Answer these questions from the forum thread on selling rabbits below:
1. In which state is Joan's breeding facility?
2. What price per rabbit does Spinner report?
3. What kind of rabbits does sunflower-n-ks ask about selling to restaurants?

Text excerpt:
__________________________________________________
Joan, my co-host for the Thursday "Rabbit Production Chat" has
a large NZW breeding facility in California. He also deals with
the state meat inspectors on a regular basis. He has mentioned
quite often about the state cracking down on illegal sales of
rabbit processed "at home". Maybe the unwritten thing is no longer
working???? :shrug: 

I hope things work out well for you. It would be great to have
rabbit on more restaurant menus!


----------



## Spinner (Jul 19, 2003)

In my area the price is $5 per rabbit, either living or oven ready.


----------



## sunflower-n-ks (Aug 7, 2006)

Does anyone have any experience with selling live rabbits to restaurants leaving the butchering for them to do? It would get the rabbits on the menu and solve some of the butchering questions?


----------



## tim_the_biggen (Sep 19, 2005)
__________________________________________________
Information supplied:
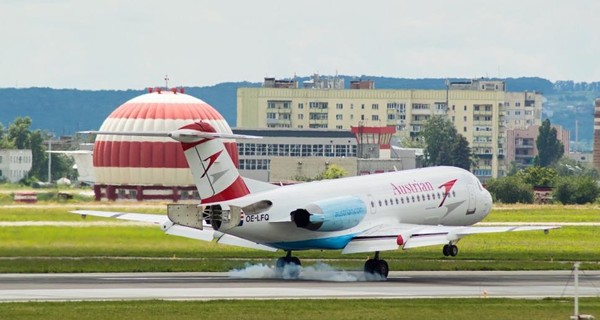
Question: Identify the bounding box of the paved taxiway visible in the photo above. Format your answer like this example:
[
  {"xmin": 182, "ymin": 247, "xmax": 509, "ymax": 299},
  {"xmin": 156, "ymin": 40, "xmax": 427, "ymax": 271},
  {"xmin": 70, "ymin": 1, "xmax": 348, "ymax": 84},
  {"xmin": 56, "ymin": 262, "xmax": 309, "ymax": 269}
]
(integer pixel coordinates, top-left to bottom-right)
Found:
[{"xmin": 0, "ymin": 271, "xmax": 600, "ymax": 302}]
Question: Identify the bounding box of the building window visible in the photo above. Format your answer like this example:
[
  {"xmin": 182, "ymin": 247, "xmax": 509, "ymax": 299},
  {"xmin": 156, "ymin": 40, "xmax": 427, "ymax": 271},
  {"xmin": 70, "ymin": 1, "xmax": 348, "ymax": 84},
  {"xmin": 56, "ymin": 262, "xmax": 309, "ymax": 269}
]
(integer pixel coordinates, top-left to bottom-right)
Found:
__________________________________________________
Result of this task:
1. California.
2. $5 per rabbit, either living or oven ready.
3. Live rabbits, with the restaurants doing the butchering.